(Problem 1):
Answer these from the postpartum depression text.
(a) What are the worst cases of PPD called?
(b) Besides talking with patients, what should doctors look at in the new moms?
(c) Which antidepressants are named?
(Problem 2): Write out the postpartum depression text word for word from "Signs and symptoms: The" to "immediate psychiatric intervention.".

(Source text):
Signs and symptoms: The warning signs include exhaustion, irritability, inability to cope, sadness, feelings of hopelessness, lack of pleasure, fear and crying. These symptoms overlap with the signs of nonpregnancy-related depression, but take an especially vicious form in the stress-packed time after giving birth, Brodman explains. “It rolls into a bigger problem because the person can start to take less care of the baby, and even have trouble thinking.”The worst cases of PPD are placed in a different category and called postpartum psychosis. “You can be paranoid or delusional,” says Brodman. “You feel like you are going to harm yourself or the baby.” This condition calls for immediate psychiatric intervention.
Traditional treatment: The first step in diagnosis is for doctors to spend time talking with the patients to figure out exactly what is wrong; they should also look at the new moms’ potential support systems. “Sometimes people need some help at home, sometimes they need to be in therapy to figure out their problems,” says Brodman, and “if it’s bad, they may need antidepressants like Prozac, Lexipro, Zoloft and Paxil.”

(Data excerpt):
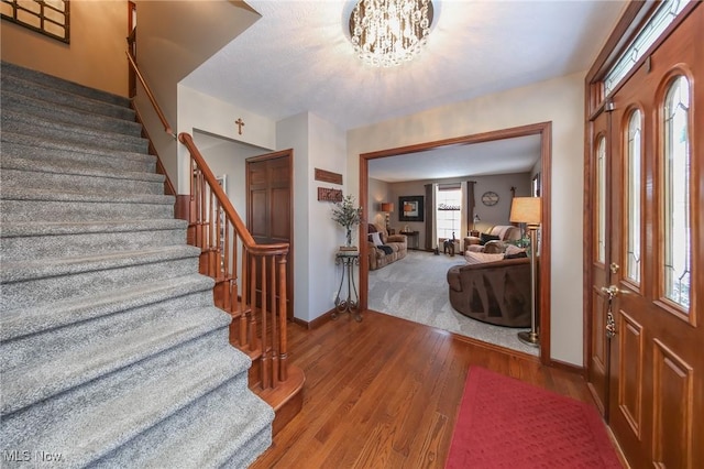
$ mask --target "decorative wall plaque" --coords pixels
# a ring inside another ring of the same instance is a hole
[[[318,187],[318,200],[342,201],[342,189],[333,189],[330,187]]]
[[[338,174],[331,171],[324,171],[316,167],[316,181],[322,181],[323,183],[342,185],[342,174]]]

(Written response 1):
(a) Postpartum psychosis.
(b) Their potential support systems.
(c) Prozac, Lexipro, Zoloft and Paxil.

(Written response 2):
Signs and symptoms: The warning signs include exhaustion, irritability, inability to cope, sadness, feelings of hopelessness, lack of pleasure, fear and crying. These symptoms overlap with the signs of nonpregnancy-related depression, but take an especially vicious form in the stress-packed time after giving birth, Brodman explains. “It rolls into a bigger problem because the person can start to take less care of the baby, and even have trouble thinking.”The worst cases of PPD are placed in a different category and called postpartum psychosis. “You can be paranoid or delusional,” says Brodman. “You feel like you are going to harm yourself or the baby.” This condition calls for immediate psychiatric intervention.